§ **INSTRUCTION A**:
Recast the records as a JSON list of strings with one string per line, leaving out any blank lines. Include only the records that start at the line containing "Task: pick out every instance of the lower" and end at the end of the records.

Photo of Basic Fresh Tomato Sauce (Parma Style) in glass pint jars.

Friends!  We’re in tomato overload here and I couldn’t be happier about it!

Tomatoes are extremely difficult to grow in the South, but this year, we did something right and I owe it all to my hubby!

There are numerous things we enjoy doing with our fresh tomatoes in the summer including some of the recipes I recently shared with you.  However, one of the things I really enjoy making is some good, basic fresh tomato sauce that we can add to ANYTHING Italian-inspired we’re making this winter!

However, a question you may be asking yourself is….

What is Parma-Style Tomato Sauce?

Photo of three jars of Basic Fresh Tomato Sauce (Parma Style) in pint jars with tomatoes in a basket and sauce on wooden spoon.

Well, Parma-Style Basic Fresh Tomato Sauce is how I have ALWAYS made my sauce and it doesn’t involve peeling or seeding the tomatoes which is always a project before the project!

As you know, I’m sort of a cookbook fanatic and one of the things I like to get while traveling is a cookbook from where I’ve been.  A number of years ago, I had the opportunity to travel to Parma, Italy with a bunch of my personal chef friends to attend a culinary school there.  We had WAY too much fun that will never be forgotten.

I purchased a copy of Parma, A Capital of Italian Gastronomy by Giuliano Bugialli (Affiliate Link) there, and had all the chefs at the school sign it.

With our tomato bounty, I was looking for a new way to make tomato sauce.  I grabbed this cookbook, saw one of his sauce recipes and lo and behold, it was my OLD way of making tomato sauce!  Very cool to have Giuliano Bugialli’s blessings!

What are the best tomatoes for tomato sauce?

  • It’s best to use Roma or plum tomatoes (otherwise known as “paste” tomatoes).  You can use any tomatoes or a combination, but some varieties of tomatoes contain A LOT of water and you may be cooking it down for a while to get it thickened.
  • The tomatoes should be ripe but not OVERLY ripe especially if using a combination of tomatoes.
Close-up photo of Basic Fresh Tomato Sauce (Parma Style) in glass pint jars.

Let’s make it!

How to make Basic Fresh Tomato Sauce Parma-Style:

  • Gather up and chop all the ingredients:
    • Fresh tomatoes
    • Onion
    • Celery
    • Carrots
    • Garlic
    • Fresh parsley
    • Olive oil
    • Fresh basil
    • There’s some salt and pepper mixed in there too!
Photo of ingredients for Basic Fresh Tomato Sauce (Parma Style).
  • Combine it ALL in a Dutch oven or other heavy-bottomed pot except for the fresh basil.  NO peeling or seeding of the tomatoes needed at this point!
Photo of ingredients for tomato sauce in white Dutch oven before being cooked.

§ **INSTRUCTION B**:
Continue the post about making fresh tomato sauce from the point where it stops.

§ **PROVIDED DATA**:
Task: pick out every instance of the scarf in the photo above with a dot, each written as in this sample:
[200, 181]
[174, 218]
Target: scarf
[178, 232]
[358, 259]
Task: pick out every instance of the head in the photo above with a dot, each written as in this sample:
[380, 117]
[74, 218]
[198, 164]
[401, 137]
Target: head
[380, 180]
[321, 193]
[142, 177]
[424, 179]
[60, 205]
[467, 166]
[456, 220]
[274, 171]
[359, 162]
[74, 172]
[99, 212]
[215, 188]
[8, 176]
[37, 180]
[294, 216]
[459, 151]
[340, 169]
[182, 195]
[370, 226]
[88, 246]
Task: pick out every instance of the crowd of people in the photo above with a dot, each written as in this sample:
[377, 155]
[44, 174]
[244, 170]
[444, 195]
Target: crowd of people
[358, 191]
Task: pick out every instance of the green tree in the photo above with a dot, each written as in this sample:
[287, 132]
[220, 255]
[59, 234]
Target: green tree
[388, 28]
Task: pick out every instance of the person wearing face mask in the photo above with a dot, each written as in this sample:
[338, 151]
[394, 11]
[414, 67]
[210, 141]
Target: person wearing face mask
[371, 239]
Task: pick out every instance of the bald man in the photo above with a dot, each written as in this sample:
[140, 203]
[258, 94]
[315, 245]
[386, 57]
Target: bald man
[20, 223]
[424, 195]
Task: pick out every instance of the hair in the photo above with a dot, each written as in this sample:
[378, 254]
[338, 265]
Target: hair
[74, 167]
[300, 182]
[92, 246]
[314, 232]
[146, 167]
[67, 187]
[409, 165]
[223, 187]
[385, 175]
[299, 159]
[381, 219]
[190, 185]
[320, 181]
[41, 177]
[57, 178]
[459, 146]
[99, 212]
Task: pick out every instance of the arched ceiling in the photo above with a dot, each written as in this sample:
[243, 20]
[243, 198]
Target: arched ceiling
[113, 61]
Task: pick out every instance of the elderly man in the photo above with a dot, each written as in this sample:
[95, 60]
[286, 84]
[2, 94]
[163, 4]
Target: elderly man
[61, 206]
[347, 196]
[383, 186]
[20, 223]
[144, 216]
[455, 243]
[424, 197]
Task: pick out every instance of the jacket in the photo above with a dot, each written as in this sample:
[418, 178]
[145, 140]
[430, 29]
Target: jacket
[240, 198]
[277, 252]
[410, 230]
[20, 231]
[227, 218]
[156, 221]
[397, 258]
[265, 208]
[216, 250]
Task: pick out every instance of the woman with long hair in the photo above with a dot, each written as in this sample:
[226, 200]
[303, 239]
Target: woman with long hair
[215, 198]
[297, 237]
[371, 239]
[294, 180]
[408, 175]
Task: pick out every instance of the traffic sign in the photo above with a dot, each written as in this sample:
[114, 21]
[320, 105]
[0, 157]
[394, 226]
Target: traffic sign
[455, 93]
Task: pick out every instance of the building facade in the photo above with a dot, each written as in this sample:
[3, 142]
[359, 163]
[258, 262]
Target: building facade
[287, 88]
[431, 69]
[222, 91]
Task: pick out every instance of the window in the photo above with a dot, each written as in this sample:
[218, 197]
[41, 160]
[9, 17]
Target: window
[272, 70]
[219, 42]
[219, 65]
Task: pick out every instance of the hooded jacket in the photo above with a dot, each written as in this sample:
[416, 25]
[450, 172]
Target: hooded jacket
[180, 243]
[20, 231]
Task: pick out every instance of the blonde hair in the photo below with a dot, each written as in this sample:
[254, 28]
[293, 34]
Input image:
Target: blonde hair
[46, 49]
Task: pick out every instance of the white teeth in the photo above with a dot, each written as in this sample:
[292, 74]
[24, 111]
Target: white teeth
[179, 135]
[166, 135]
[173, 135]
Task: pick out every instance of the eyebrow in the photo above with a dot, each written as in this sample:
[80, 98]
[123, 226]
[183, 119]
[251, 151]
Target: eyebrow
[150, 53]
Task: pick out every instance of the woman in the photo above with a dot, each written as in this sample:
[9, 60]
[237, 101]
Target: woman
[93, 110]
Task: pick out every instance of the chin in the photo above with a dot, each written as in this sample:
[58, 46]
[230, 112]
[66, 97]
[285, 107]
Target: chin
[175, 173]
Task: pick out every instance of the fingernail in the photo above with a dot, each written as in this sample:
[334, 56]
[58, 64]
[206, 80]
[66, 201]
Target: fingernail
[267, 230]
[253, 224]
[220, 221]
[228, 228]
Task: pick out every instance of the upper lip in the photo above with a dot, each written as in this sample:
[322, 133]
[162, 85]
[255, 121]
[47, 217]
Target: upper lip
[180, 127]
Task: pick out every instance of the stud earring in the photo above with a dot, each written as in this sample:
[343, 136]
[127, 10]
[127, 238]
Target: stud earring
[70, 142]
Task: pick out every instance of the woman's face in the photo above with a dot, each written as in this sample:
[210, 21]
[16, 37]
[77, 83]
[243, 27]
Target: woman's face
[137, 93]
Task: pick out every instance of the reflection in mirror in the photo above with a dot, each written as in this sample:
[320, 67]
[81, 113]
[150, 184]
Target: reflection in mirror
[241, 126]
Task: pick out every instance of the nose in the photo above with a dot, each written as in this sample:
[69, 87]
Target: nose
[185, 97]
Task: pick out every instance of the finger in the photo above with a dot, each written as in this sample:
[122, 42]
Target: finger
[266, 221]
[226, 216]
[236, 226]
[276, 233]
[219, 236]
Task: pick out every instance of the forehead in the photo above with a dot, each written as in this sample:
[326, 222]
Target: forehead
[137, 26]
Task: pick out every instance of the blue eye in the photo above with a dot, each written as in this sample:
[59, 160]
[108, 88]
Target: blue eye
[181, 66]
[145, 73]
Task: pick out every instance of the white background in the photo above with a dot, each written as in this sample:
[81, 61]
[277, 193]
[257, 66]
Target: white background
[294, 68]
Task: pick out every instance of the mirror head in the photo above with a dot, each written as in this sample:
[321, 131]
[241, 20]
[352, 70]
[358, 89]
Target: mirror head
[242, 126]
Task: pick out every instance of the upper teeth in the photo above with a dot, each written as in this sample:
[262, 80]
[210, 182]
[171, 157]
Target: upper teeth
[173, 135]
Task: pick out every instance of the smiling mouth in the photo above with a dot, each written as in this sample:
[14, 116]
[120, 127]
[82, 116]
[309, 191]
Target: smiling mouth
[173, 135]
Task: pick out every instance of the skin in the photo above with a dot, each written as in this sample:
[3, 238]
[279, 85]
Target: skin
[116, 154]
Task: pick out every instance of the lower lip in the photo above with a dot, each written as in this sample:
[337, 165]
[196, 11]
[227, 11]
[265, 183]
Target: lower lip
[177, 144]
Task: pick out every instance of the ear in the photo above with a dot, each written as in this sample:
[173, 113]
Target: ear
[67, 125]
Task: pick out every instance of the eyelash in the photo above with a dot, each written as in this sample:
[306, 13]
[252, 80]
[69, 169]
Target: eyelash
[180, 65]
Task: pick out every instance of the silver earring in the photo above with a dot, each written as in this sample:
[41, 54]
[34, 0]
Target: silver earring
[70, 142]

§ **EXERCISE OUTPUT A**:
[
  "Task: pick out every instance of the lower lip in the photo above with a dot, each written as in this sample:",
  "[337, 165]",
  "[196, 11]",
  "[227, 11]",
  "[265, 183]",
  "Target: lower lip",
  "[177, 144]",
  "Task: pick out every instance of the ear in the photo above with a dot, each written as in this sample:",
  "[173, 113]",
  "Target: ear",
  "[67, 125]",
  "Task: pick out every instance of the eyelash in the photo above with a dot, each written as in this sample:",
  "[306, 13]",
  "[252, 80]",
  "[69, 169]",
  "Target: eyelash",
  "[180, 65]",
  "Task: pick out every instance of the silver earring in the photo above with a dot, each written as in this sample:",
  "[41, 54]",
  "[34, 0]",
  "Target: silver earring",
  "[70, 142]"
]

§ **EXERCISE OUTPUT B**:
  • Cover and let all these ingredients break down and simmer until you have something that resembles a thick tomato stew.
  • Let that cool down a bit…
Photo of cooked tomato sauce in white Dutch oven.
  • Place this rough combination in batches into a food mill.
  • Turn the handle, forcing this “stew” through the holes of the food mill leaving the seeds and skins behind but you’re pushing all that wonderful flavor through.
Photo of sauce ingredients being processed in food mill.
  • What you end up with is a lovely, delicious basic tomato sauce that has been flavored with the loveliness of carrot, celery, onion, garlic and fresh herbs.
Photo of smooth sauce in white Dutch oven after being processed in a food mill.
  • Cook it down a little bit more with some fresh basil….
Photo of cooked tomato sauce in white Dutch oven.
  • And voila!
Photo of three jars of Basic Fresh Tomato Sauce (Parma Style) in glass pint jars with tomatoes in wire basket and some sauce on a spoon.
  • A lovely basic fresh tomato sauce that you can use in a multitude of ways!

At this point, you can:

  • Use it immediately!
  • Freeze it. Ladle cooled sauce into freezer containers, cover and place in the freezer.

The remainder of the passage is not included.